▶ [What you should do] Copy every line of the listing below word for word, omitting the pictures.

(Photo labels with bounding boxes)
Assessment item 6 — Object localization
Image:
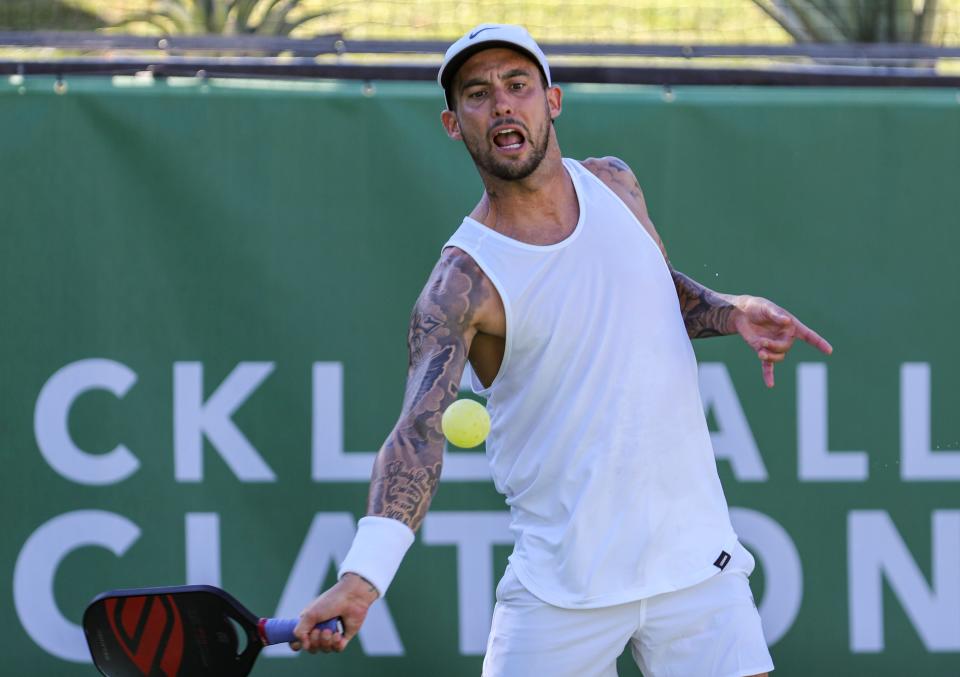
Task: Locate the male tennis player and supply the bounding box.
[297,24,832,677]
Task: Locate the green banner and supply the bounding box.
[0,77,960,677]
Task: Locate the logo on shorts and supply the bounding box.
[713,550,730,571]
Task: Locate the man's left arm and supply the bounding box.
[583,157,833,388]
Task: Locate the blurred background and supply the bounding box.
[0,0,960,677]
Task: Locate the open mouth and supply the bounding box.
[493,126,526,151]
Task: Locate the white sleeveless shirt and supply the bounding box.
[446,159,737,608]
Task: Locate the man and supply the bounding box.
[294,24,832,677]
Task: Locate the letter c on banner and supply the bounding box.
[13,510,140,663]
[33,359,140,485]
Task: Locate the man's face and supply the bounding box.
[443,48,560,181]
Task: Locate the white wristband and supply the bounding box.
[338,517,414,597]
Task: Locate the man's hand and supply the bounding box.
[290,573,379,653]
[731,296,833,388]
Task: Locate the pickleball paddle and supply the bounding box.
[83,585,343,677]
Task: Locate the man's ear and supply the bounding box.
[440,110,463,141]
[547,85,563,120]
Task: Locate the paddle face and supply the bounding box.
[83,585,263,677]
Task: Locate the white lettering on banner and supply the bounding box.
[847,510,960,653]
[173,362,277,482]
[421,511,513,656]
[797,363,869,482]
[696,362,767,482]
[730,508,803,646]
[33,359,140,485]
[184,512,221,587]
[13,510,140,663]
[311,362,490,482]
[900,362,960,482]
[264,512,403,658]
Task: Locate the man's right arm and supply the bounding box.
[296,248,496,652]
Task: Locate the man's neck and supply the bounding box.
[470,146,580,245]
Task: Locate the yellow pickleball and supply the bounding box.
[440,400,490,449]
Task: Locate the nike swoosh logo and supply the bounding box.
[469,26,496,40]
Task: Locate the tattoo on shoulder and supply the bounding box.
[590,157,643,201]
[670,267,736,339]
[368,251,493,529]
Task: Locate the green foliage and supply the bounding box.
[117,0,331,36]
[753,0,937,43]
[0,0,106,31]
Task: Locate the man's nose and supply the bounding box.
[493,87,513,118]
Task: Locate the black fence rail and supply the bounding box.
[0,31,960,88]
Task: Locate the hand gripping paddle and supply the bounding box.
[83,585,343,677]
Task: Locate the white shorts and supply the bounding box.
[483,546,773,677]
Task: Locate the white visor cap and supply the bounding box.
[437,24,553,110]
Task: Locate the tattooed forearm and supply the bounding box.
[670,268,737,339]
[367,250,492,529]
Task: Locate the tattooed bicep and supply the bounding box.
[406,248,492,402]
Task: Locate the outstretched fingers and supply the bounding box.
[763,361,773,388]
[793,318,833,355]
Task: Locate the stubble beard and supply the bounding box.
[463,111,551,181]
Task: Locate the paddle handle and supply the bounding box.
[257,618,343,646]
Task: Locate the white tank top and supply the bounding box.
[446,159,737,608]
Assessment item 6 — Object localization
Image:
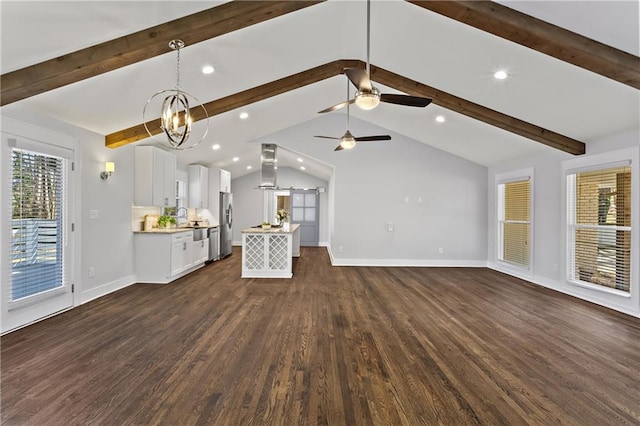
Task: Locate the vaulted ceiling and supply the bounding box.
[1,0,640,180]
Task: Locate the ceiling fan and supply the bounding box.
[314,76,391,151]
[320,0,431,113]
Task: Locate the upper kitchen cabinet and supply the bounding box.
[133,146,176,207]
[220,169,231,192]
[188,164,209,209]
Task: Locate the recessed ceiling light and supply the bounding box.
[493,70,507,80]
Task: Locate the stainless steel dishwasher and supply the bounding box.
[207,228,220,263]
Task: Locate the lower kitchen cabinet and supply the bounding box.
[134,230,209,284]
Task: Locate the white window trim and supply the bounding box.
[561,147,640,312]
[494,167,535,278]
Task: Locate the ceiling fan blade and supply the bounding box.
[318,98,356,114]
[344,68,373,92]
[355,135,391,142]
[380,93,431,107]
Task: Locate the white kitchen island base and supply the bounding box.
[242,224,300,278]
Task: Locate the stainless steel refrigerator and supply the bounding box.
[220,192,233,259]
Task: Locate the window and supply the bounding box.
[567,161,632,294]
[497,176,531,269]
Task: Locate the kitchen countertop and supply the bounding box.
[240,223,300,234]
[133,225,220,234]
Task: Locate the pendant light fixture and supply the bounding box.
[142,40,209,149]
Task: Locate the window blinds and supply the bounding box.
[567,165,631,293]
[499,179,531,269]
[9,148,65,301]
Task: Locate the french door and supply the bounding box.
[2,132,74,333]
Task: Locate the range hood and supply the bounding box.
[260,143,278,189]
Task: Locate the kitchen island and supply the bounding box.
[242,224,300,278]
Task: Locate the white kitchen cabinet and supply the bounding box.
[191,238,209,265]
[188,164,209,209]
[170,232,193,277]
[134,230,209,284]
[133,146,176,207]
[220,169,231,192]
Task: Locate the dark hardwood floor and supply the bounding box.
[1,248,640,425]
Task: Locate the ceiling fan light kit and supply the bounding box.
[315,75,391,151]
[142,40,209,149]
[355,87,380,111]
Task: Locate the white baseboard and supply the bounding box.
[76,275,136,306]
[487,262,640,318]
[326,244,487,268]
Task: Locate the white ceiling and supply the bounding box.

▶ [Full answer]
Assessment item 6 — Object localization
Image:
Task: Locate the male tennis player and supply the bounding box.
[297,24,832,677]
Task: Locate the green banner and supply the bounding box.
[0,77,960,677]
Task: Locate the logo on shorts and supply the bounding box.
[713,550,730,571]
Task: Locate the man's left arm and supply the bounding box.
[583,157,833,388]
Task: Locate the blurred background and supply the bounding box.
[0,0,960,677]
Task: Locate the open mouth and supply the bounding box.
[493,126,526,151]
Task: Locate the white sleeveless shirt and supply the bounding box.
[446,159,737,608]
Task: Locate the man and supply the bounding box.
[294,24,832,677]
Task: Locate the letter c on banner and supply the bounding box.
[13,510,140,663]
[33,359,140,485]
Task: Locate the man's face and supply the bounding box.
[443,48,560,181]
Task: Locate the white wristband and supply the bounding box.
[338,517,414,597]
Task: Locate the man's hand and supply the bounding box.
[290,573,379,653]
[731,296,833,388]
Task: Locate the pickleball paddle and supply the bounding box.
[83,585,343,677]
Task: Locate the man's ear and supply the bounding box.
[440,110,463,141]
[547,85,563,120]
Task: Locate the paddle face and supply the bounding box.
[83,585,263,677]
Task: Locate the white lettering on banner and supply the bounding box.
[847,510,960,653]
[173,362,277,482]
[421,511,513,656]
[797,363,869,482]
[696,362,767,482]
[730,508,803,646]
[33,359,140,485]
[184,512,221,587]
[13,510,140,663]
[311,362,490,482]
[900,362,960,482]
[264,512,403,658]
Task: Locate the man's right arm and supply the bounding box.
[296,248,496,652]
Task: Locate the man's neck and supply the bounding box.
[470,146,580,245]
Task: Locate the yellow pickleball and supply the bounding box.
[440,400,490,449]
Task: Locate the nike swoosh logo and supply the bounding box.
[469,26,496,40]
Task: Locate the tattoo on shoulder and supply the bounding box.
[590,157,643,201]
[670,267,736,339]
[368,251,493,529]
Task: Locate the green foliage and supply the bounding box.
[117,0,331,36]
[753,0,937,43]
[0,0,106,31]
Task: Locate the man's nose and supply the bounding box.
[493,87,513,118]
Task: Locate the black fence rail and supply the bounding box.
[0,31,960,88]
Task: Locate the hand gripping paddle and supply the bounding box.
[83,585,343,677]
Task: Locate the white shorts and supply the bounding box.
[483,546,773,677]
Task: Locate the white visor cap and supply the bounding box.
[437,24,553,110]
Task: Locate the tattooed forearm and supply the bounding box.
[670,268,737,339]
[367,250,492,529]
Task: Locate the tattooed bicep and supply the bounding box.
[406,248,492,402]
Task: Locate the outstretched fingers and supply the bounding box.
[763,361,773,388]
[793,318,833,355]
Task: Locate the stubble beard and supply the bounding box.
[463,111,551,181]
Task: Locate the paddle handle and supply the bounding box.
[257,618,343,646]
Task: Locate the white tank top and supply the bounding box.
[446,159,737,608]
Assessment item 6 — Object localization
Image:
Task: Locate the vaulted ceiling and supply the bounding box.
[1,0,640,180]
Task: Locate the ceiling fan and supply the bounding box.
[314,76,391,151]
[320,0,431,113]
Task: Locate the upper kitchen cabinet and supply the bounding box.
[133,146,176,207]
[220,169,231,192]
[188,164,209,209]
Task: Locate the recessed ceiling light and supply the bounding box.
[493,70,507,80]
Task: Locate the stainless steel dishwasher and supply the bounding box.
[207,228,220,263]
Task: Locate the lower kitchen cabinet and supply the bounding box.
[134,230,209,284]
Task: Locate the white window trim and supply the bounding box.
[561,147,640,312]
[494,167,535,278]
Task: Locate the ceiling fan blade and supply the bounding box.
[318,98,356,114]
[344,68,373,92]
[355,135,391,142]
[380,93,431,107]
Task: Locate the white kitchen island base and supply the bounding box.
[242,224,300,278]
Task: Locate the stainless steel refrigerator and supply the bounding box.
[220,192,233,259]
Task: Locate the window and supply the bounding box.
[567,161,632,294]
[497,176,531,269]
Task: Locate the kitchen countertop and supply the bounding box.
[240,223,300,234]
[133,225,220,234]
Task: Locate the pendant light fixture and supply the bounding box.
[142,40,209,149]
Task: Locate the window blinds and supply the bounding box.
[567,165,631,293]
[499,179,531,269]
[9,148,65,301]
Task: Locate the french door and supply the bounding box.
[2,132,74,333]
Task: Locate the range hood and supply the bounding box.
[260,143,278,189]
Task: Locate the kitchen island and supply the bounding box.
[242,224,300,278]
Task: Locate the white kitchen cabinet and supply the bounding box.
[191,238,209,265]
[188,164,209,209]
[170,232,193,277]
[134,230,209,284]
[133,146,176,207]
[220,169,231,192]
Task: Locate the dark hardwood floor and supply the bounding box.
[1,248,640,425]
Task: Locate the ceiling fan light kit and supply the bounding box.
[315,75,391,151]
[142,40,209,149]
[355,87,380,111]
Task: Locate the white baseboard and supply the bounding box.
[76,275,136,306]
[487,262,640,318]
[326,244,487,268]
Task: Locate the white ceiling and supply the bounding box.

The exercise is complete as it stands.